> [EXERCISE REQUIREMENTS]:
(1) Name every placeholder that appears in the file pattern of the WRF forecast assignment and give what each one represents.
(2) Write the next part of the WRF forecast assignment, picking up after its second numbered instruction.

> [QUOTED TEXT]:
►
As a new graduate student, your research is examining the performance of 5-day precipitation forecasts at a number of Snotel sites in the Upper Boise River Basin. The forecasts are generated by a research center at a university in the western United States using the [Weather Research and Forecasting](https://www2.mmm.ucar.edu/wrf/users/) model. They run a 360 hr (i.e., 15 day) forecast using WRF every day at the top of every hour for the entire western United States, and puts the output you need on an Amazon Web Services (AWS) S3 bucket that is freely available.  

File pattern:
WRF_fcst_YYYYMMDD_HHz_VVV.nc

Where:
- YYYY is the year of the forecast date
- MM is the month of the forecast date
- DD is the day of the forecast
- HH is the hour the forecast was initiated (0-23)
- VVV is the valid hour of the forecast from the time of initiation in hours (0-360 hr in 3 hr increments). So 000 is the initial hour of the forecast, 003 would be the 3rd hour, 006 the 6th, and so forth.
- 'WRF_fcst_' is the prefix of the file name
- '.nc' is the file extension (this stands for NetCDF file - a real file format)

### 2. Instructions: 

1. Write a function that takes as input the forecast year, month, day, and hour, as well as a maximum valid hour and returns a list of file names that contain the forecast data
2. Test your code for three days (2025-03-01, 2025-04-01, and 2025-05-01), for forecast hour 6, and a maximum valid hour of 120 hours. Print the results of the returned list to the screen and verify manually.
◄
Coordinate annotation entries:
►
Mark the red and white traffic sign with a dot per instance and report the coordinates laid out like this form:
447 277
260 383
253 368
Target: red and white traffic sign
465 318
◄
> [RESULTS OF THE TASKS]:
(1)
- YYYY: the year of the forecast date
- MM: the month of the forecast date
- DD: the day of the forecast
- HH: the hour the forecast was initiated (0-23)
- VVV: the valid hour of the forecast from the time of initiation, in hours (0-360 hr in 3 hr increments)

(2)
### 3. Concepts Assessed:

- String handling
- For loops
- Basic functions

In [1]:
def FormatFileName(file_prefix, file_ext, year, mon, day, fcst_hour, beg_valid_hr, end_valid_hr):
    
    fcst_filenames = []
    
    fcst_filebase = f'{file_prefix}{year}{mon:02d}{day:02d}_{fcst_hour:02d}z_'
    
    # Error trap: The following assertions must pass
    assert beg_valid_hr % 3 == 0, "Error, beg_valid_hour must be a multiple of 3"
    assert end_valid_hr % 3 == 0, "Error, end_valid_hour must be a multiple of 3"
    assert (fcst_hour % 6 == 0) and (fcst_hour < 24) and (fcst_hour >= 0), "Forecast hour must be 0, 6, 12, or 18"
    
    valid_hr = beg_valid_hr
    while(valid_hr <= end_valid_hr):
        fcst_filenames.append(f'{fcst_filebase}{valid_hr:03d}{file_ext}')
        valid_hr += 3
        
    return fcst_filenames
        
        

In [4]:
fcst_prefix = 'WRF_fcst_'
fcst_ext = '.nc'

test_filenames = FormatFileName(fcst_prefix,fcst_ext,2025,3,1,9,0,120)
print(*test_filenames, sep='\n')

AssertionError: Forecast hour must be 0, 6, 12, or 18

In [None]:
test_filenames2 = FormatFileName(fcst_prefix,fcst_ext,2025,4,1,6,0,120)
print(*test_filenames2, sep='\n')

In [None]:
test_filenames3 = FormatFileName(fcst_prefix,fcst_ext,2025,5,1,6,0,120)
print(*test_filenames3, sep='\n')

## Problem 2

### 1. Problem Background

You just started grad school and inhereted some code from the final chapter of a previous student's thesis. That last chapter was completed in about 1 month and your advisor has said they want you to follow up on the precipitation analysis the student has done with a new version of the precipitation dataset that was just released. 

As you dig through their code to make it work, you realize it's not commented well at all. Additionally, the student is now working Goldman Sachs working on CliFi (climate finance) problems and, well, you can't afford their hourly rate to get some help! In order to get the data, you would need to modify the name of the files, because the revised dataset uses a different naming convention. The previous student's code to create a list of the names of files to download and analyze is below. 

### 2. Instructions

1. In your own words, what does the code do? Is it correct?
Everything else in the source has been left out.